Brontekst:
· · · ·

Conclusies over het contractuele kader
4.25. Samenvattend komt de rechtbank op basis van de overgelegde stukken tot het oordeel tussen deze partijen dat:

 1.   het alle TMS-gebruikers is toegestaan om fouten te herstellen en correcties aan te brengen in de TMS-software, ook als dat een wijziging in de software meebrengt en dat Rainbow hen in dat kader geen toestemming kan onthouden voor het gebruik van de broncode en bijbehorende sleutels, codes en wachtwoorden, ongeacht het contractuele kader dat met de TMS-klant geldt of heeft gegolden.

 2.   voor TMS5-gebruikers die alleen een offerte hebben ondertekend en waarvoor de FENIT voorwaarden van toepassing zijn, geen uitdrukkelijke bepalingen bestaan die beperkingen stellen aan de verveelvoudigingshandelingen als bedoeld in artikel 45j Aw.

 3.   het TMS-gebruikers die een Raamovereenkomst (vergelijkbaar met die in productie 28 bij dagvaarding) hebben gesloten, na opzegging van de Raamovereenkomst, vrijstaat om de verveelvoudigingshandelingen die omschreven staan in artikel 45j Aw zelf te verrichten.

· · · ·

De gegevens:

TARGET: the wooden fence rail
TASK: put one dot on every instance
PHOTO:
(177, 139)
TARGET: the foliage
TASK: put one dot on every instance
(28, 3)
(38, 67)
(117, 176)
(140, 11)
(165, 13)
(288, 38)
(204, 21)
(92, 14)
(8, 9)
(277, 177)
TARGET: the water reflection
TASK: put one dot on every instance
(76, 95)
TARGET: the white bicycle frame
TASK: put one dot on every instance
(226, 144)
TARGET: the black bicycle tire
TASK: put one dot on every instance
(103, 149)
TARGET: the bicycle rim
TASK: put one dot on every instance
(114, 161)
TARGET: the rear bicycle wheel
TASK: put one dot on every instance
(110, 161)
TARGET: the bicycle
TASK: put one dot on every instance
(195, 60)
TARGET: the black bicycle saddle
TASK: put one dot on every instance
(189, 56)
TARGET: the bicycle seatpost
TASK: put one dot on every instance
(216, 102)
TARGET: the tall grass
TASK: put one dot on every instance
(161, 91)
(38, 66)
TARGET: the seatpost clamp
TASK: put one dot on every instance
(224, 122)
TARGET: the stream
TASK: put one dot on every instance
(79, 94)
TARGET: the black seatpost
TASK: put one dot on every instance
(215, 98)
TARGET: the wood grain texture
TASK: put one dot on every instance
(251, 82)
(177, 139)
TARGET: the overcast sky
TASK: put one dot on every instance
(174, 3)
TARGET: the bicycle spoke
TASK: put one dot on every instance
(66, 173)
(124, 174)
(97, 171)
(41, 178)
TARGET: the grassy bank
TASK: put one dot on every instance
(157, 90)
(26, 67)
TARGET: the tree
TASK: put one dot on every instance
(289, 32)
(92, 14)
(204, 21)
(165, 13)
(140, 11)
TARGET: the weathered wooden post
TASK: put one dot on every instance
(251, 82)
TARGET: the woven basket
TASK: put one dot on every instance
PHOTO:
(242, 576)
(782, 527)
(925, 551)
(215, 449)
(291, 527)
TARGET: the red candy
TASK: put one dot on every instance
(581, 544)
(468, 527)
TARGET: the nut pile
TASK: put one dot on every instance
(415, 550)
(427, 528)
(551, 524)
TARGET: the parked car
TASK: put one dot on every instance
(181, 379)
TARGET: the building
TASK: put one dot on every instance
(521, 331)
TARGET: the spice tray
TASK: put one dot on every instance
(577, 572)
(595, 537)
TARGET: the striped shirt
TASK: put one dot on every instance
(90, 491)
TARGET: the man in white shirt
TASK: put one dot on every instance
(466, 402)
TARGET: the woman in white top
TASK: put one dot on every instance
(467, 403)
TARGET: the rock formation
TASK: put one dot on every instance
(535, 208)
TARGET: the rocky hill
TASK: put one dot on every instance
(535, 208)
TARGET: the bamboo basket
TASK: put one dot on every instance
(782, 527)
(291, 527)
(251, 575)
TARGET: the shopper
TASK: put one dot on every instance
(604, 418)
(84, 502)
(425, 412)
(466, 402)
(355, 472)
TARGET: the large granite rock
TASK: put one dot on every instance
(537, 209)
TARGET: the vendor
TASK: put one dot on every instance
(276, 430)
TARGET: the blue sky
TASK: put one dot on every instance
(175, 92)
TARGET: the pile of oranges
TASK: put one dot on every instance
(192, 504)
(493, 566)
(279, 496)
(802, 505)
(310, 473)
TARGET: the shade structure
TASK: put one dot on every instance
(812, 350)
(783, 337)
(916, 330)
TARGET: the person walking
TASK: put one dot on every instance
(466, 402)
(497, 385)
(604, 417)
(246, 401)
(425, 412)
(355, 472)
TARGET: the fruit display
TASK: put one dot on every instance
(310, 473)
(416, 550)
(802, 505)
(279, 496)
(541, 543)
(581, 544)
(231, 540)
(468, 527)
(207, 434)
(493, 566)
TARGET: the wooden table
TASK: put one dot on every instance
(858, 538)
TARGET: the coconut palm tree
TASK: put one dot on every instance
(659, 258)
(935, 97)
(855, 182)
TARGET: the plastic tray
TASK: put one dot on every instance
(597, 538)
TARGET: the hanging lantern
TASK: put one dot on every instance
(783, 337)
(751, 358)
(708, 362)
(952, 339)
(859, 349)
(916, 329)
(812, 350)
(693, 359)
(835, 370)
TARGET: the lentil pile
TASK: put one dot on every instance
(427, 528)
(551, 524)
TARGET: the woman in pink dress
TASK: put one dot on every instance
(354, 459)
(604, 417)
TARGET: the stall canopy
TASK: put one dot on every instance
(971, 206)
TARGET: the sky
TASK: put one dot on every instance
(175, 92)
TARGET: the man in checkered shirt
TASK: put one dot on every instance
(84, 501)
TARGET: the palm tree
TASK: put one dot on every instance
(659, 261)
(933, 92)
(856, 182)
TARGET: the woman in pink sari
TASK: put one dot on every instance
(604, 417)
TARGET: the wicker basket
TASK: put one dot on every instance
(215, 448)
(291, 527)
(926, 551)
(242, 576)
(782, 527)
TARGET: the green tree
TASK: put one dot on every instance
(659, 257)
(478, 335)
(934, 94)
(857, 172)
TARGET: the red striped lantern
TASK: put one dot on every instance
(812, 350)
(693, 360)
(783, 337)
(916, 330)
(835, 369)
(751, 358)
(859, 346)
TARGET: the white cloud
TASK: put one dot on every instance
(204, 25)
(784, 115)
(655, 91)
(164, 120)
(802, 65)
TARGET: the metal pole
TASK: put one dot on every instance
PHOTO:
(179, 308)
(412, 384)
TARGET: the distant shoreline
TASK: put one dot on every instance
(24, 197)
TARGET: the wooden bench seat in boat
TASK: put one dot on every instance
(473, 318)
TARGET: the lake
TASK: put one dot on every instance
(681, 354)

· · · ·

Verplichte opdrachten:
1. Wat is volgens de brontekst over het contractuele kader alle TMS-gebruikers toegestaan?
2. Schrijf alstublieft een vervolg op de brontekst over het contractuele kader, te beginnen na het laatste genummerde punt.
De rijen hebben niets te maken met de brontekst over het contractuele kader.

Antwoorden:
1. Alle TMS-gebruikers mogen fouten herstellen en correcties aanbrengen in de TMS-software, ook als dat een wijziging in de software meebrengt.

2.
4.    als TMS-gebruikers module 1 van de ICT-voorwaarden ten aanzien van de TMS-software waren overeengekomen, het gebruik door de klant van de broncode van TMS (ook voor de verveelvoudigingshandelingen van artikel 45j Aw) onderworpen is aan toestemming van Rainbow, ook na afloop van de Raamovereenkomst. Dit toestemmingsvereiste geldt echter niet in de gevallen dat Nachon in het verleden de broncode aan de klant heeft verstrekt met het doel deze door de klant te laten gebruiken.

5.    het TMS-gebruikers die een ERP-overeenkomst hebben gesloten vergelijkbaar met die in productie 29 bij dagvaarding, na opzegging van de ERP-overeenkomst, vrijstaat de verveelvoudigingshandelingen als bedoeld in artikel 45j Aw te verrichten, tenzij die handelingen tevens een wijziging van de software meebrengen.

 6.   het toevoegen van functionaliteiten (voor zover daarmee sprake is van verveelvoudiging van het programma) kwalificeert als inbreuk op het auteursrecht. Dit is echter anders indien dit technisch is vereist om de software voor het beoogde doel te kunnen (blijven) gebruiken.

Mag TMS-gebruiker het toegestane onderhoud uitbesteden?
4.26 (...) A contrario is daaruit af te leiden dat de handelingen van artikel 45j Aw (waarin zo’n uitdrukkelijke toevoeging ontbreekt) slechts zijn voorbehouden aan de rechtmatige verkrijger zelf, aldus Rainbow. De rechtbank verwerpt dat standpunt. Er bestaat, zoals ook in het algemeen in de literatuur wordt aangenomen, geen aanleiding om te veronderstellen dat het ontbreken van een dergelijke toevoeging moet leiden tot de conclusie dat het de rechtmatige verkrijger niet is toegestaan onderhoud door een derde te laten uitvoeren.

 

Conclusie onderhoud aan en wijzigingen in TMS
4.27.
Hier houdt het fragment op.